* [PROVIDED DATA]
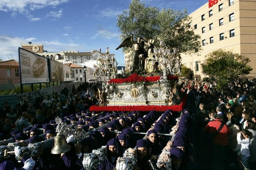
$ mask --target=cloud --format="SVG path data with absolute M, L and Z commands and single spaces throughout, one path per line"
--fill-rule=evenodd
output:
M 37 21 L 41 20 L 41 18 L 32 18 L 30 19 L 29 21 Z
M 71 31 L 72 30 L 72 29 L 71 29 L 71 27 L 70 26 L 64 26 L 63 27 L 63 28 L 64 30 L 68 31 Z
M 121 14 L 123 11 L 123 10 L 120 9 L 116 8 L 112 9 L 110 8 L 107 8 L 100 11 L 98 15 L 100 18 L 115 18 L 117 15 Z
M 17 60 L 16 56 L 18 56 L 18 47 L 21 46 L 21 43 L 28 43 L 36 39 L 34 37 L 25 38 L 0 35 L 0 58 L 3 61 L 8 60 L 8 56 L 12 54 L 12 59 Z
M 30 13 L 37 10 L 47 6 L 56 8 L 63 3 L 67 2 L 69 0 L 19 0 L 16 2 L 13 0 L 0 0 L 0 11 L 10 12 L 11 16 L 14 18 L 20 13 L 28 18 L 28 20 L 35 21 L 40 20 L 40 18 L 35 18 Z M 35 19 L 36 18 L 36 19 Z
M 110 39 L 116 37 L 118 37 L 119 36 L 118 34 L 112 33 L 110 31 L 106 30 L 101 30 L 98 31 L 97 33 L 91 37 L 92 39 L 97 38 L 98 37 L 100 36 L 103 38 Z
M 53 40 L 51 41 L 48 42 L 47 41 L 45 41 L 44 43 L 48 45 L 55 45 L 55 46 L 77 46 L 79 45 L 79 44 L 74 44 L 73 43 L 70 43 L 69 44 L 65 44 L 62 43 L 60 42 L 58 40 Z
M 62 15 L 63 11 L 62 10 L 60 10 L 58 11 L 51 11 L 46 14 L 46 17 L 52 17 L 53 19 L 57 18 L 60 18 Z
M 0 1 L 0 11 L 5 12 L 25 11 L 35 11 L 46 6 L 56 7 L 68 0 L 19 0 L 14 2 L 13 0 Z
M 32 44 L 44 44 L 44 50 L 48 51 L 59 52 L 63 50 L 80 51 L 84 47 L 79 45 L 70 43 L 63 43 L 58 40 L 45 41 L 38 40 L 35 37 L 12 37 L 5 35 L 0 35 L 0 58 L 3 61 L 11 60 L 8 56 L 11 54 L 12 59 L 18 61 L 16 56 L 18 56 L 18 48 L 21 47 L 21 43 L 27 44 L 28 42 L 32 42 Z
==
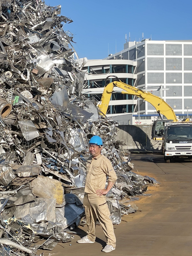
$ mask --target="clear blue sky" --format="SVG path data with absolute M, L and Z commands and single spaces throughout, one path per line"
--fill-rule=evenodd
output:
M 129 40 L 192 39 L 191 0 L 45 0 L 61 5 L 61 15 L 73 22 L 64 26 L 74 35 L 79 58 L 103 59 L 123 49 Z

* [PROMPT]
State how many lines in the entries above contain the string "mask", matching case exactly. Give only the number.

* [RESULT OF THIS EXERCISE]
2